Please update the passage of the source text from "COVID-19, once and" to "and Lemuel Fernandez." by changing "lockdown period" to "quarantine period", and write out the revised passage.
Source text Block Start
Overall, the American oil industry, while suffering tremendous losses, is also as resilient as ever. Stopping oil production is just a temporary setback for them because the oil resource underground is still there, waiting for the right price to resume production again. Meanwhile, Uncle Sam is now on a buying spree for crude oil from other countries (not exporting anymore unlike 7 months ago when crude was at $50/bbl.) because of the bargain price and storing it underground in salt domes along the shorelines of Houston up to Louisiana. They call this the Strategic Petroleum Reserve (SPR) of which Uncle Sam normally maintains 900 million barrels of stock level. (I have published an article previously on the SPR of the US and how these salt domes underground came about). After unloading its crude cargo, outgoing tankers now carry back chemical products from the various refineries along the 70-kilometer Houston Port. These are the basic materials in the manufacture of plastics such as polypropylene, polyethylene, butane and other polymers. If you notice nowadays, all masks and personal protective equipment (PPE) in the fight against COVID-19 are made of plastics! Only Uncle Sam has the refining capacity to supply the factories all over the world with the basic materials from crude oil and natural gas to produce plastics which nowadays is very much in demand to produce PPE’s.
When will economic activity and demand for energy revive? For the private oil companies, it does not look like any time soon. May is likely to be another brutal month for the oil industry. By June, analysts hope the economy might start to come back to life. But if it takes much longer, as the owner of a small oil company concluded: “Everyone is going to go broke!”
This monster called COVID 19 also contributed to some very desirable effects to the environment. In Metro Manila, due to the very limited vehicles on the streets, the skies are now very clear and blue, devoid of the ugly smog and black exhaust from moving vehicles. In normal times, people staying at J.M. Basa St. for a long period of time, such as the side walk vendors and stores owners, get a black marks on their handkerchief when they wipe their nostrils caused by the soot from the exhaust of passing vehicles. Now their hankies remain as white as ever. A former student of mine who has a hardware store in Iznart St., is covering his display of paints in tin cans with plastic sheet then tied it with a rubber band. I told him it’s ugly to look at, but he said if his paint in cans stays at the shelf for more than two months, the top portion becomes corroded and turns black, which is not attractive to customers anymore. That is how passing vehicles blacken and corrode not only the tin cans on display but also the lungs of people.
COVID-19, once and for all also, proved that it is NOT the coal fired power plant that pollutes the atmosphere as claimed by RISE (Responsible “kuno” Ilonggos for Sustainable Energy), since coal plants in Iloilo continues to operate during the lockdown period when there were almost no cars on the roads. After 20 long years, this is our vindication with Andy Moncada and Lemuel Fernandez.
When economic activities return to normal, our government particularly Land Transportation Office (LTO) should now be strict in supervising the different exhaust testing centers allowing only cars that passed a very stringent exhaust test. LTO should re-enforced it on the street by random testing to further eliminate cars with exhausts that are detrimental to the environment and we are seeing a lot of them on the road. But again, LTO will always say: “We don’t have the modern instruments and the manpower to do it” and this campaign to maintain clean air in Iloilo City (COVID-19 era) will again be futile.
Maybe we should refer LTO to what George Barnard Shaw (1856-1950) said: “I am sick of reasonable people: they see all the reasons for being lazy and doing nothing.”
Source text Block End
Dataset entries Block Start
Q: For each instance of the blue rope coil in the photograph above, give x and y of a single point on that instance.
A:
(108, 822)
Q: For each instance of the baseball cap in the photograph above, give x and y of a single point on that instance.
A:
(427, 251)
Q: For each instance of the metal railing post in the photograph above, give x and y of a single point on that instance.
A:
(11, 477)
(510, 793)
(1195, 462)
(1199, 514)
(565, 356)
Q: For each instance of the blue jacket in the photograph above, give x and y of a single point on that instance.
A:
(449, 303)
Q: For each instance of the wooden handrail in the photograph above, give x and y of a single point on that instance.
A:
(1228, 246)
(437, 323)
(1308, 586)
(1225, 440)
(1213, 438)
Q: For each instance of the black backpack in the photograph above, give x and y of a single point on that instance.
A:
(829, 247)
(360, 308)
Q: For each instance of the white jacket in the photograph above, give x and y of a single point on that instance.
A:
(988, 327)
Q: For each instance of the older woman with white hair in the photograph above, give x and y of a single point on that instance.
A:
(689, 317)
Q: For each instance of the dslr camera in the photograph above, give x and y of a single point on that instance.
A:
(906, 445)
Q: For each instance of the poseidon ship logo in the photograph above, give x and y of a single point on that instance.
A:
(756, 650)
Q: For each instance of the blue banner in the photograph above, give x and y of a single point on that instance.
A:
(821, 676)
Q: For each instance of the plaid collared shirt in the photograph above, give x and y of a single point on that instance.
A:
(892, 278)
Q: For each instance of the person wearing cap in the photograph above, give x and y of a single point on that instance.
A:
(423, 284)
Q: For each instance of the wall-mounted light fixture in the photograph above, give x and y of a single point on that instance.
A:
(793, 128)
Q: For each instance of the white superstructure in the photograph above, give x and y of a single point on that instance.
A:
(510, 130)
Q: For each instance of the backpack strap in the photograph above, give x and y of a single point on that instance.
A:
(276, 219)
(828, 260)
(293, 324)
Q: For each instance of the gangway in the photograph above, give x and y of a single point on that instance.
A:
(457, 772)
Dataset entries Block End
Task response –
COVID-19, once and for all also, proved that it is NOT the coal fired power plant that pollutes the atmosphere as claimed by RISE (Responsible “kuno” Ilonggos for Sustainable Energy), since coal plants in Iloilo continues to operate during the quarantine period when there were almost no cars on the roads. After 20 long years, this is our vindication with Andy Moncada and Lemuel Fernandez.